= WORK TO COMPLETE =
**1.** Copy the stretch of the abortion-attitudes article from "By Allison Eatough" through "undergone the procedure.", swapping "women" for "residents".
**2.** According to the abortion-attitudes article, how many women provided responses for the study?
**3.** Name every U.S. state mentioned by name in the abortion-attitudes article.

= EXTRACT =
Knowing Someone Who’d Had the Procedure Was Key to Attitudes

By Allison Eatough ’97

supreme court building

With many states imposing restrictions on reproductive rights, a study by UMD researchers shows that women in Maryland and Delaware increasingly view abortion as acceptable.

Photo by iStock

South Carolina lawmakers in recent days advanced a bill that would outlaw most abortions from conception, and bans on abortion or other curtailments of reproductive rights have passed or are pending in more than 20 states. In contrast, a new University of Maryland study shows Maryland and Delaware women increasingly view abortion as safe and acceptable—an attitude that correlates with their knowing someone who has undergone the procedure.

Led by family science Associate Professor Julia R. Steinberg and health services research doctoral student Taehyun Kim, the study included responses from more than 1,100 women ages 18 to 44 who were surveyed about their knowledge and attitudes about abortion in both 2016-17 and 2019-20, prior to the Supreme Court’s June 2022 decision to end the constitutional right to abortion.

Between the two timeframes, the needle moved toward abortion being perceived as a very or somewhat safe procedure in the two states (from 53.5% to 55.5%). It also shifted in terms of acceptability: The share of women who agreed with the statement “having an abortion is acceptable” rose 3 percentage points, while the number who agreed that “I am against abortion for myself, but I don’t believe government should prevent a woman from making that decision for herself” dropped equally.

= INFORMATION SUPPLIED =
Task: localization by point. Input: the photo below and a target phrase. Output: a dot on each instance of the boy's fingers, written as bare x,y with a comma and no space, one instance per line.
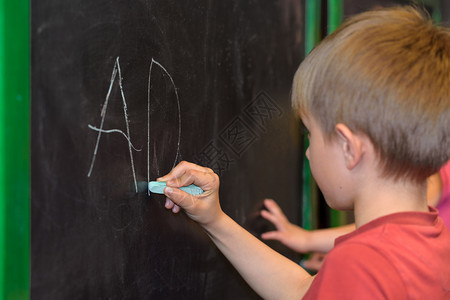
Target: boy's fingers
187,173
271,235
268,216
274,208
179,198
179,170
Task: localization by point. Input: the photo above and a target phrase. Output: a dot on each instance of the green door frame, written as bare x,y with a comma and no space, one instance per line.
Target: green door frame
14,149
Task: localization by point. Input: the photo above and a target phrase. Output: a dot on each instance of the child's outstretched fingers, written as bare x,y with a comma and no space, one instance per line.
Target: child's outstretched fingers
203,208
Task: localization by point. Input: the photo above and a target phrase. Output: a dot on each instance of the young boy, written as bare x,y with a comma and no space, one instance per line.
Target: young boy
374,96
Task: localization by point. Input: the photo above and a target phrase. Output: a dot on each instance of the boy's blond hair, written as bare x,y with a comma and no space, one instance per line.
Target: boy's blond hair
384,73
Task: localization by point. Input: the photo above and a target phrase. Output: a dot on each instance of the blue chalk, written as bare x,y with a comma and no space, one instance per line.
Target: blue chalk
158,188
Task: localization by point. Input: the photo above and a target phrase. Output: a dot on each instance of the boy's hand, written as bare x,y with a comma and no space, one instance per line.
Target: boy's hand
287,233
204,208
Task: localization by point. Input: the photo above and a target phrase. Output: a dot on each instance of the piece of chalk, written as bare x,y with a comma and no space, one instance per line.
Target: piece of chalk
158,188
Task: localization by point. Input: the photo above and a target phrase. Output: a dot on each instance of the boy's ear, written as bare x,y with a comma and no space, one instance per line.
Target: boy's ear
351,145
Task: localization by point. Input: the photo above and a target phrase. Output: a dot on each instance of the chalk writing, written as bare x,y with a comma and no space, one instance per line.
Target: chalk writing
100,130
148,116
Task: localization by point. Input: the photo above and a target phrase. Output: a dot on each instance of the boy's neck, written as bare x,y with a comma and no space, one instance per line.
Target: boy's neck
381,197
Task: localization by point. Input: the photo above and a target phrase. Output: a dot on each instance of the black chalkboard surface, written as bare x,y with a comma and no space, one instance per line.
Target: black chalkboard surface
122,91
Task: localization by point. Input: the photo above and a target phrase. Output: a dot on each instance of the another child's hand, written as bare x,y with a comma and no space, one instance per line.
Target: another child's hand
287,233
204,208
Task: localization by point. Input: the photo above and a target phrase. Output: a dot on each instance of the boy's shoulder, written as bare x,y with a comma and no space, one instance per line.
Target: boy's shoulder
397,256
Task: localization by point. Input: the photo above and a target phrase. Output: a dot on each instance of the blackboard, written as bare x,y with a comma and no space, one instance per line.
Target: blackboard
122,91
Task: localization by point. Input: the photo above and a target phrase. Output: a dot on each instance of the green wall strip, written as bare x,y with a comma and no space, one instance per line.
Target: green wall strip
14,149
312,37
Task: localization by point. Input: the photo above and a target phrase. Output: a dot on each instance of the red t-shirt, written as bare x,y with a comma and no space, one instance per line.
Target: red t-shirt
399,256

==

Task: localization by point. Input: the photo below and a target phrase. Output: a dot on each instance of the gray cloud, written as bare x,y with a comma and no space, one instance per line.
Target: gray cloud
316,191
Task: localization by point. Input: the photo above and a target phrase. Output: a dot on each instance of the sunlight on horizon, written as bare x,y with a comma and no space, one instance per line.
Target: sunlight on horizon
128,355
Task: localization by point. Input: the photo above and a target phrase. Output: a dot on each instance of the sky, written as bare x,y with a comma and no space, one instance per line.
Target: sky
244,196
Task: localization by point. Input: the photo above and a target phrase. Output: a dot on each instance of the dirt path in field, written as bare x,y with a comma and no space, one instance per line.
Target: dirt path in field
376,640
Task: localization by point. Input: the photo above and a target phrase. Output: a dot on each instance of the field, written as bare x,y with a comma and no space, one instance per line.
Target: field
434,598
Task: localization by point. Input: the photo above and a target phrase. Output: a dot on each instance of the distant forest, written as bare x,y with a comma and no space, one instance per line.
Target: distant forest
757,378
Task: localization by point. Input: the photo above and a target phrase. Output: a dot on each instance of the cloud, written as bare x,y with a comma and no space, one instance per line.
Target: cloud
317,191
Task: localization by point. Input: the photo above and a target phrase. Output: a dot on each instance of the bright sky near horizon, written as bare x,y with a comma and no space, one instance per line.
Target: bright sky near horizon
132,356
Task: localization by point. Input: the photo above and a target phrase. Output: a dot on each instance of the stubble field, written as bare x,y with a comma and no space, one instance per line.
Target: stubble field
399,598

---

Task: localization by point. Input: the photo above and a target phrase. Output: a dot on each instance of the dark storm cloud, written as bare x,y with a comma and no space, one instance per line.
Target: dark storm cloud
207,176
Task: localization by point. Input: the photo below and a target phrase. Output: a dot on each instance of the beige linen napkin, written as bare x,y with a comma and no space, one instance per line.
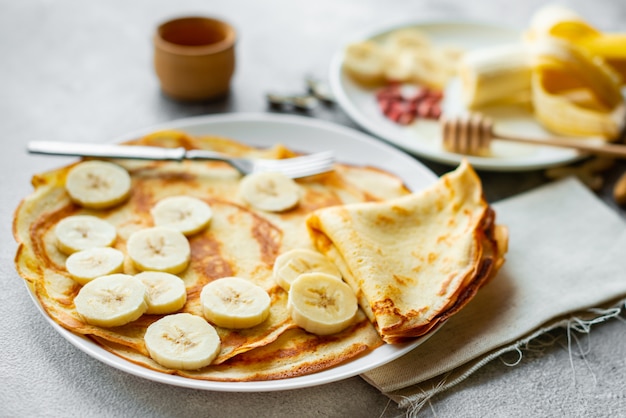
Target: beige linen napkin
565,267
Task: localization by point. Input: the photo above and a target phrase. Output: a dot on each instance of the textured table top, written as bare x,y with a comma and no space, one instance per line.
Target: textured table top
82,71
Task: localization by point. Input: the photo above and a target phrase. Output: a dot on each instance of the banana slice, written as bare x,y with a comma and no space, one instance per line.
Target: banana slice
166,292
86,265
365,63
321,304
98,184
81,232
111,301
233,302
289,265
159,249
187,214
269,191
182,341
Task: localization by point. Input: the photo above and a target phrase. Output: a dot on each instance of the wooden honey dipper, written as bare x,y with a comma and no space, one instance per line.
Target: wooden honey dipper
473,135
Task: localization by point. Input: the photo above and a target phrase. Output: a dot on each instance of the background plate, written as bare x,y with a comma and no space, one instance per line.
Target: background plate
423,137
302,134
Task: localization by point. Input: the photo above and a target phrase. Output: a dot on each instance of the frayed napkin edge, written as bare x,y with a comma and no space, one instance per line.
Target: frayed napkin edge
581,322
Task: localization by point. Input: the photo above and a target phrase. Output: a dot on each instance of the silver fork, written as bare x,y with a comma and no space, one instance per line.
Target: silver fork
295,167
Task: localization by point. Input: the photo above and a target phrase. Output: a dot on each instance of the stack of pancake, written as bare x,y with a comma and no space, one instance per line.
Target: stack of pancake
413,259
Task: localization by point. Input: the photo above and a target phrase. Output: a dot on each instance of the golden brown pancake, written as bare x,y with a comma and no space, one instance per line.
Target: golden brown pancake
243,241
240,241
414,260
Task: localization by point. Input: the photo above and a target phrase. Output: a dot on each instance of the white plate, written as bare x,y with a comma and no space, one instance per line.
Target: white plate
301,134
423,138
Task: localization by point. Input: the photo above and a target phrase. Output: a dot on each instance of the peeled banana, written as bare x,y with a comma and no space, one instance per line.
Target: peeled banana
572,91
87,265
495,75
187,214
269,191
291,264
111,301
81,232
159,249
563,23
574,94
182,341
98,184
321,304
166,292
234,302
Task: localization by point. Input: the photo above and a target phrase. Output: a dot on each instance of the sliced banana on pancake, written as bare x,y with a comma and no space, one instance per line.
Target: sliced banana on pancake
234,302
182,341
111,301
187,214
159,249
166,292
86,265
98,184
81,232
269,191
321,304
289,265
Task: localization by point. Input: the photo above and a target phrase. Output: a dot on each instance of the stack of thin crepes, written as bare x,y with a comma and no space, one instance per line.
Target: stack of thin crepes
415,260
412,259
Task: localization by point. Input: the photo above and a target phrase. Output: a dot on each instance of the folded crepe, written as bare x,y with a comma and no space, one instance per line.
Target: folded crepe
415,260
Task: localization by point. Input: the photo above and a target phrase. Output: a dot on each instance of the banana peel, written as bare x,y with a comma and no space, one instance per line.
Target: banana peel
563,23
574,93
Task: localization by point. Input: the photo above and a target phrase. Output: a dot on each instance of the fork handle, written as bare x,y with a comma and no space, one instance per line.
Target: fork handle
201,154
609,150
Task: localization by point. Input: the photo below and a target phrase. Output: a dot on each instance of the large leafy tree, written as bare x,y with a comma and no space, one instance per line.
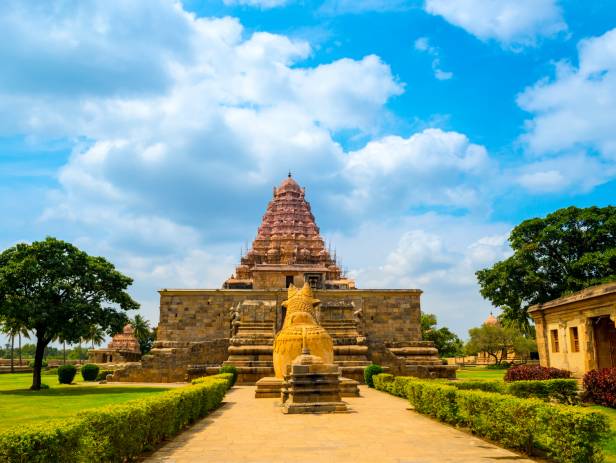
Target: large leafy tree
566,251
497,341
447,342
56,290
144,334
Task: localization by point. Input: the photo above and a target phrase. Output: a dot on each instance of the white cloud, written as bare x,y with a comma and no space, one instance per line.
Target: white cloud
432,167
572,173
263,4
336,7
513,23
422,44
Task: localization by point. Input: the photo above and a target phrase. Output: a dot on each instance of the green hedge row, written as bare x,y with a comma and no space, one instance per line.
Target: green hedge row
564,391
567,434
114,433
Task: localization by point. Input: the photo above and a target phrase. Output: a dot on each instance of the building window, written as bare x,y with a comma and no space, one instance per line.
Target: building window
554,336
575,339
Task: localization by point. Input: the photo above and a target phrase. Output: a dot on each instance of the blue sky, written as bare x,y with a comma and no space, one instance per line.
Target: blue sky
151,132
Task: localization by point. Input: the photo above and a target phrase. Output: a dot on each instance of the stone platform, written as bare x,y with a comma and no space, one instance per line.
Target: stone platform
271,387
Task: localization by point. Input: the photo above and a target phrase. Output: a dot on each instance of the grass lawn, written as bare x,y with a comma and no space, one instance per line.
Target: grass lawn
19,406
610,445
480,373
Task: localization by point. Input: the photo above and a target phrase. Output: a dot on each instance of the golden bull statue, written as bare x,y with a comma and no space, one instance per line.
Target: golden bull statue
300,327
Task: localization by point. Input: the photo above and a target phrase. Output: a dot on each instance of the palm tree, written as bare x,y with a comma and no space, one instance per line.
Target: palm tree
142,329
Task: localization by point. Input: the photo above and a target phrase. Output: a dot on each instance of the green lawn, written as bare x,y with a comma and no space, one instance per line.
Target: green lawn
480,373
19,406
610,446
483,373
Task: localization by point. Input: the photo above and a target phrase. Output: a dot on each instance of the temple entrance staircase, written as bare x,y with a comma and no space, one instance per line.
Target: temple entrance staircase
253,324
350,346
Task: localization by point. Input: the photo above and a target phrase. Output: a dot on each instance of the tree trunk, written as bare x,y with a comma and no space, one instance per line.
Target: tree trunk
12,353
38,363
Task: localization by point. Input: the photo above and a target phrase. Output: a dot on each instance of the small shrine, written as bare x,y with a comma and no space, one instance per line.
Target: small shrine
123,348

= RESPONSES BY ITEM NUMBER =
**1.**
By Allison Eatough ’97

supreme court building

With many states imposing restrictions on reproductive rights, a study by UMD researchers shows that residents in Maryland and Delaware increasingly view abortion as acceptable.

Photo by iStock

South Carolina lawmakers in recent days advanced a bill that would outlaw most abortions from conception, and bans on abortion or other curtailments of reproductive rights have passed or are pending in more than 20 states. In contrast, a new University of Maryland study shows Maryland and Delaware residents increasingly view abortion as safe and acceptable—an attitude that correlates with their knowing someone who has undergone the procedure.

**2.** More than 1,100 women ages 18 to 44.

**3.** South Carolina, Maryland, Delaware